● TEXTE DE L'EXERCICE
Fabrice Denis : Le site maladiecoronavirus.fr a été développé sous mon impulsion par la start-up Kelindi et par Docaposte, avec le soutien d’acteurs privés rassemblés dans l’Alliance Digitale contre le Covid-19.
Cette Alliance rassemble plus de 20 acteurs de la santé, de la technologie et de l’assurance.
Elle a la volonté d’offrir des outils visant à préserver autant que possible le système de santé pendant l’épidémie de Covid-19 et s’est placée en renfort des initiatives coordonnées par des instituts spécialisés tels que l’Institut Pasteur, l’INSERM, ou le CNRS.
Comment le lancement du site a-t-il été accueilli par le grand public ? Quel a été son impact au moment du pic épidémique ?
Fabrice Denis : Depuis son lancement, maladiecoronavirus.fr a enregistré 9,3 millions de connexions, avec plus de 6 millions de questionnaires complétés. En moyenne 16% des utilisateurs ont été renvoyés vers le 15.

● DONNÉES

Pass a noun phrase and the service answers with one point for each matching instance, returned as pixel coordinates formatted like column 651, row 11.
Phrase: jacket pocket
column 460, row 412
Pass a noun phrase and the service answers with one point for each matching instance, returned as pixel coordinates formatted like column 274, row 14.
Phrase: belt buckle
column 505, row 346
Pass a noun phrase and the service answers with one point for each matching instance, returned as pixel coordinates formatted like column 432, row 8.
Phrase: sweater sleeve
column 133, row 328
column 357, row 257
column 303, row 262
...
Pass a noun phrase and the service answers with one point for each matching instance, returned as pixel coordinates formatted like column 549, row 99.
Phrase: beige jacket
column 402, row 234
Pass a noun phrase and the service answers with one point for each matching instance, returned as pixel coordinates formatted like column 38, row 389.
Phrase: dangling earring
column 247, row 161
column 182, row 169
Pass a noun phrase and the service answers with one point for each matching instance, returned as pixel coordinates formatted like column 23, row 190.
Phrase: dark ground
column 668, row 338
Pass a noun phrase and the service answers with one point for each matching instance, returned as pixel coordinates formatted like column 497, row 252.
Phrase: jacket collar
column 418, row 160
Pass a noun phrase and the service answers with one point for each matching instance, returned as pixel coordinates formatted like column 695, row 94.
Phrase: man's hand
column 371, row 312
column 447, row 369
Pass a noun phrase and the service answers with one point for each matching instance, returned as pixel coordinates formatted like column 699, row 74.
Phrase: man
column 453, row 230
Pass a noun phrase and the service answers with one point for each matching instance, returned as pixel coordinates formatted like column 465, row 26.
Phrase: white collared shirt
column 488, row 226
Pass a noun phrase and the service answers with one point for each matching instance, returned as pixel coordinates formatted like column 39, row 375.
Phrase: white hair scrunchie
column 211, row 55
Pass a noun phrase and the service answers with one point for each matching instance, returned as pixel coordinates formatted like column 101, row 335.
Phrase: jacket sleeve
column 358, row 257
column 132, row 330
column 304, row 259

● ACTION REQUISE 1
D'après le texte sur le site maladiecoronavirus.fr, combien d'acteurs l'Alliance Digitale contre le Covid-19 rassemble-t-elle ?
● ACTION REQUISE 2
Prolongez le texte sur le site maladiecoronavirus.fr en deux ou trois phrases, à la suite de sa dernière phrase.
Le matériel ci-dessus n'est pas nécessaire pour réaliser l'exercice.

● RÉSULTAT ATTENDU 1
Plus de 20 acteurs de la santé, de la technologie et de l'assurance.

● RÉSULTAT ATTENDU 2
Pendant le pic épidémique, le site a confirmé son utilité dans la réduction de la pression sur le service d’appel d’urgence. En effet, son lancement a été corrélé à une forte augmentation de la pertinence des appels au SAMU, mesurée par une diminution conséquente du nombre d’appels par hospitalisation : 120 appels pour une hospitalisation avant le lancement du site, 14 après son lancement dans 6 régulations SAMU dont celle de l’APHP. Une étude clinique a permis d’évaluer la décharge du 15 suite au lancement du site et un article est en cours de publication.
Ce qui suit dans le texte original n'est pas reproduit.